- [TÂCHES À RÉALISER]:
(1) D'après l'extrait sur l'apprentissage des savoir-faire, qu'a appris Hannah en cours de « technologie » ?
(2) Prolongez l'extrait sur l'apprentissage des savoir-faire à la suite de sa dernière phrase.

S’il existe un déclin, à mon avis, c’est dans l’acquisition des savoir-faire. On pourrait parler des savoir-faire techniques : quand j’étais collégien, en « éducation manuelle et technique », j’apprenais (mal) à scier, clouer, visser, coller. D’autres de ma génération, filles et garçons, ont appris à cuisiner ou à coudre. Avant 1968, je pense, les activités étaient les mêmes mais le bricolage était pour les garçons et la cuisine et la couture, pour les filles. Mon aînée, Hannah, en cours de « technologie » — qui a remplacé l’éducation manuelle et technique — a appris (mal) à souder des composants électroniques. Toujours dans le même cours, ma cadette, Florence, a juste appris à utiliser un traitement de textes et à faire des études théoriques de projets technologiques : du bricolage, on est passé à la théorie pure.

- [DONNÉES SOURCES]:

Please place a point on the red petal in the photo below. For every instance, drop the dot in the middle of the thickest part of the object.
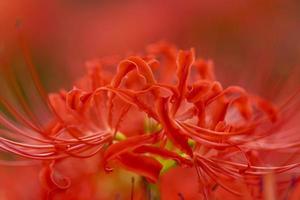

- [RÉPONSES RÉDIGÉES]:
(1) Elle a appris, mal, à souder des composants électroniques.

(2)
Je ne vais pas me lancer dans des élucubrations complotistes, mais le fait de priver les citoyens d’un savoir-faire, c’est à dire de leur moyen de produire par eux-mêmes, n’est pas innocent, on en fait des prolétaires, enfin des prolétaires d’un genre neuf puisque ce qu’on attend d’eux ce n’est pas qu’ils produisent3, mais qu’ils achètent. Ce n’est pas qu’ils réparent ou qu’ils raccommodent, mais qu’ils jettent. Ce n’est pas qu’ils cuisinent, c’est qu’ils mettent des plats préparés au four à micro-ondes.

Vertigineuse photo d'Andreas Gursky...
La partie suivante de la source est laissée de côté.